EXCERPT TO READ =

What is the integration of #int((x(tanx)^-1)dx)/(1+x^2)^(3/2)# ?

#int((x(tanx)^-1)dx)/(1+x^2)^(3/2)#

1 Answer
Jul 30, 2018

#int((x(tanx)^-1)dx)/(1+x^2)^(3/2)=-(tan^-1x)(1/sqrt(1+x^2))+x/sqrt(1+x^2)+C#

Explanation:

#int((x(tanx)^-1)dx)/(1+x^2)^(3/2)#

Put #x=tanz#

#dx=sec^2z#

#int (tanz.z.(sec^2z))/((sec^2z)^(3/2)).dz#

#int(tanz.z.dz)/secz.dz#

#int(sinz/cosz).cosz.z.dz#

#intsinz.z.dz#

Now I'm gonna use integration by parts

#intu.dv = u.v -intdu.v#

#u = z dz #
#du = 1#

#dv=sinz#
#v=-cosz#

Now put values in formula

#intz.sinz.dz=z(-cosz)-int(-cosz)#

#intz.sinz.dz=z(-cosz)+intcosz#

#intz.sinz.dz=z(-cosz)+sinz +C#.......(1)

As we know #cosz=1/secz#

#secz=sqrt(1+tan^2z)#

And is equal to #tanz =x# above.

then, #secz=sqrt(1+x^2)#

#cosz=1/sqrt(1+x^2)#

#sinz=sqrt(1-cos^2z)#

#sinz=sqrt(1-1/(1+x^2))#

#sinz=sqrt(x^2/(1+x^2))#

#sinz = x/sqrt(1+x^2)#

Now put value of z, cosz, sinz in eq 1

Here is Final answer#int((x(tanx)^-1)dx)/(1+x^2)^(3/2)=tan^-1x(-1/sqrt(1+x^2))+x/sqrt(1+x^2) +C#

EXTRACTED ENTRIES =
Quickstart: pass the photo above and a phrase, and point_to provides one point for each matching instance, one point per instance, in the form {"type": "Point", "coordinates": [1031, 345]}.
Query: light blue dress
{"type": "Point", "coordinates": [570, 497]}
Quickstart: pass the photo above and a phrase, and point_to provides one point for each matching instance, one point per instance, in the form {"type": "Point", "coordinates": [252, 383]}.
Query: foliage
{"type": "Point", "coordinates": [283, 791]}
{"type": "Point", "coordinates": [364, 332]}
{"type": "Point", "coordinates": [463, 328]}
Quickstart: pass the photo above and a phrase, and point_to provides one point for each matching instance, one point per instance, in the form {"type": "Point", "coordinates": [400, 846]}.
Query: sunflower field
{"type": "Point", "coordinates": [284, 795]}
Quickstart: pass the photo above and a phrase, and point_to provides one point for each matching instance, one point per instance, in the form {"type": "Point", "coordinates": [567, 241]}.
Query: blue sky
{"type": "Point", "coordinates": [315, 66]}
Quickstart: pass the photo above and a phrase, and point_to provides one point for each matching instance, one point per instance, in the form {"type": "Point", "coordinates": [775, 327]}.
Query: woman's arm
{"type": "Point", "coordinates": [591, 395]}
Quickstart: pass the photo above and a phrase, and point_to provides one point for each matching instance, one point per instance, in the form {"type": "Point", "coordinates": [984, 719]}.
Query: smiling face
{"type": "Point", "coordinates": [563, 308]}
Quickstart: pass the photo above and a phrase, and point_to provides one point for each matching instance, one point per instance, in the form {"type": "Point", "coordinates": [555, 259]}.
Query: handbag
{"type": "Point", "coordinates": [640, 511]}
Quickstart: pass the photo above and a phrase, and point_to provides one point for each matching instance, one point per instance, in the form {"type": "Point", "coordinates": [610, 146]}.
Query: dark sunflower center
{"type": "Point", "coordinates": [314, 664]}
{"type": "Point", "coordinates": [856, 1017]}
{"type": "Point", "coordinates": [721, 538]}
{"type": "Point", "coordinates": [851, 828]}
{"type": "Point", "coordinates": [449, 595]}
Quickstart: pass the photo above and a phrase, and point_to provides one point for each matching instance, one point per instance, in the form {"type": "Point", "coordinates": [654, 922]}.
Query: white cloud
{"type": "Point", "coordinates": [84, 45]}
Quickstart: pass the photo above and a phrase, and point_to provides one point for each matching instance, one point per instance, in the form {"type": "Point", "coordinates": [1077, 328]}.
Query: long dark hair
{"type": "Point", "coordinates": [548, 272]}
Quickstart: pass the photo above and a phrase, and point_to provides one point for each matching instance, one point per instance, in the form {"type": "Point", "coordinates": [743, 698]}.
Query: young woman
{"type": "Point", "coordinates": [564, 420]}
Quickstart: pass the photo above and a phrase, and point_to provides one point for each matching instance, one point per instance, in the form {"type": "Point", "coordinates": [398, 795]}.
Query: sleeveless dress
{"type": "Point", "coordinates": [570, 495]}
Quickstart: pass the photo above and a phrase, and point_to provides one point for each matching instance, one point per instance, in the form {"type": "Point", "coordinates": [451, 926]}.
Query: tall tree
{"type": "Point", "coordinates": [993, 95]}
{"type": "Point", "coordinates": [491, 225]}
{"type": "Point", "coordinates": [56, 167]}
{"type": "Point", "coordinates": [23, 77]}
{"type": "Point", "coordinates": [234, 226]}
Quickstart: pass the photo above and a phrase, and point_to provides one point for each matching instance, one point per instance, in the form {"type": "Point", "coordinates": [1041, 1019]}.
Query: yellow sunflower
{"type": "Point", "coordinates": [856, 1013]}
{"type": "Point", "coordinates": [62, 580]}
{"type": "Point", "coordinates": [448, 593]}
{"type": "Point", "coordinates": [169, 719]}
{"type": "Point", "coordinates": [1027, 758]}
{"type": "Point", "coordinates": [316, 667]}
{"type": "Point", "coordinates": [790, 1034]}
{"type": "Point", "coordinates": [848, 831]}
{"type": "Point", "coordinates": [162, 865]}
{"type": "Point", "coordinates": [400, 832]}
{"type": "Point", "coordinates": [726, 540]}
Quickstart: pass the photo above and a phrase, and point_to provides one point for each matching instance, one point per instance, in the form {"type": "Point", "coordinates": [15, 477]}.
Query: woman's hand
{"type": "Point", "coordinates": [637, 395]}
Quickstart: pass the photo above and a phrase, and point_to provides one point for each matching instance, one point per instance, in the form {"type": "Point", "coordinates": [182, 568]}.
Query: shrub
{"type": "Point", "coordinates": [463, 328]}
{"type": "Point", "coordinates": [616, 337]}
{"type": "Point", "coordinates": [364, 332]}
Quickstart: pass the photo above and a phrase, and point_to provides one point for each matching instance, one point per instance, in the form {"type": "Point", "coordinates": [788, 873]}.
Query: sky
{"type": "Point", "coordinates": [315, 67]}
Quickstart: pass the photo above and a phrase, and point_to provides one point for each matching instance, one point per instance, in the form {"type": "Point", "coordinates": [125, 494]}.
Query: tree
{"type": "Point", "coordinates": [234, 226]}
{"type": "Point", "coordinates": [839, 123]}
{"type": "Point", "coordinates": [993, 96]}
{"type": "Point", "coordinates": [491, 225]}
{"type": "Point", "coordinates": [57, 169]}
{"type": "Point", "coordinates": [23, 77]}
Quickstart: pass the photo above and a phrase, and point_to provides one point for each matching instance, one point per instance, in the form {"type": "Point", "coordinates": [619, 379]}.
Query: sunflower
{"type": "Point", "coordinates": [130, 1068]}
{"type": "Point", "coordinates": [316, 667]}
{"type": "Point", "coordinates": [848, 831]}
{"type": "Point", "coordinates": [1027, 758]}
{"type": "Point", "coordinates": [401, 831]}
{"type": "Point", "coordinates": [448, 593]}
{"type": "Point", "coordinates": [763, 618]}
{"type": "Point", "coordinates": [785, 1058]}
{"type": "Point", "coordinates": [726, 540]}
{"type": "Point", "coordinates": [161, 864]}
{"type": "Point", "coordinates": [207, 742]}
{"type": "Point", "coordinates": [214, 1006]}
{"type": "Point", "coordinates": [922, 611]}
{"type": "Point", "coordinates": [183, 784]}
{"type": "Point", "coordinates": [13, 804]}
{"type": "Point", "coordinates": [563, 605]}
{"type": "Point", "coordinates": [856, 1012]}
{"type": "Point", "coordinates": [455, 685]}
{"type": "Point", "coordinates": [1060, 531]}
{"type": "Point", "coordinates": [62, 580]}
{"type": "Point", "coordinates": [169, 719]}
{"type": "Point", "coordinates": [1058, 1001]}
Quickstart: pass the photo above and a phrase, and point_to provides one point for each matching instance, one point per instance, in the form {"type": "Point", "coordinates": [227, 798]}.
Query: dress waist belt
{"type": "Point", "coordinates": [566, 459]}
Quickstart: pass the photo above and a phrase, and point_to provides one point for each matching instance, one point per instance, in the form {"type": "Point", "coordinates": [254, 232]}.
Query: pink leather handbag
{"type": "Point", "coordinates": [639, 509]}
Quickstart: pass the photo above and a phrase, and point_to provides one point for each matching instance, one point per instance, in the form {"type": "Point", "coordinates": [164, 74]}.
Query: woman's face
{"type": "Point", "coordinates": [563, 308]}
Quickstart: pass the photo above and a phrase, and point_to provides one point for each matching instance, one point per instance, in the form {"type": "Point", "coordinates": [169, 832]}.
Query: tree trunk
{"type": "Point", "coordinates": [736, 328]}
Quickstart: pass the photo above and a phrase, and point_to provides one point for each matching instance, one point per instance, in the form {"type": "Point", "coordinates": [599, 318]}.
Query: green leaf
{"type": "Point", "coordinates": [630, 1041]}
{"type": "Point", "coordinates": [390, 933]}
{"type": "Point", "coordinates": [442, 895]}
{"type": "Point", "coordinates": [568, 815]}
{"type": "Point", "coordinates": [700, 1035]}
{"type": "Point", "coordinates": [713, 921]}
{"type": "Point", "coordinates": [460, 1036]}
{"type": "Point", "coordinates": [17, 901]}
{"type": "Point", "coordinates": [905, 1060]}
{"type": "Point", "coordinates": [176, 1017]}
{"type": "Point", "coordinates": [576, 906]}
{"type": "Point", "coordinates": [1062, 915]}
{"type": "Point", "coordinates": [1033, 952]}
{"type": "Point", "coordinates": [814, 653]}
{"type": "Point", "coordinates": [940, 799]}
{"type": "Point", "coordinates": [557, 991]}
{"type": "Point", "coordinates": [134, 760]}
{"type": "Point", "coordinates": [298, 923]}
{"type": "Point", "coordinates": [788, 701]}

TASK BRIEF =
Please reproduce the integration thread word for word from "Now put values" to "#tanz =x# above.". The lines above have nothing to do with the integration thread.

CORRECT RESULT =
Now put values in formula

#intz.sinz.dz=z(-cosz)-int(-cosz)#

#intz.sinz.dz=z(-cosz)+intcosz#

#intz.sinz.dz=z(-cosz)+sinz +C#.......(1)

As we know #cosz=1/secz#

#secz=sqrt(1+tan^2z)#

And is equal to #tanz =x# above.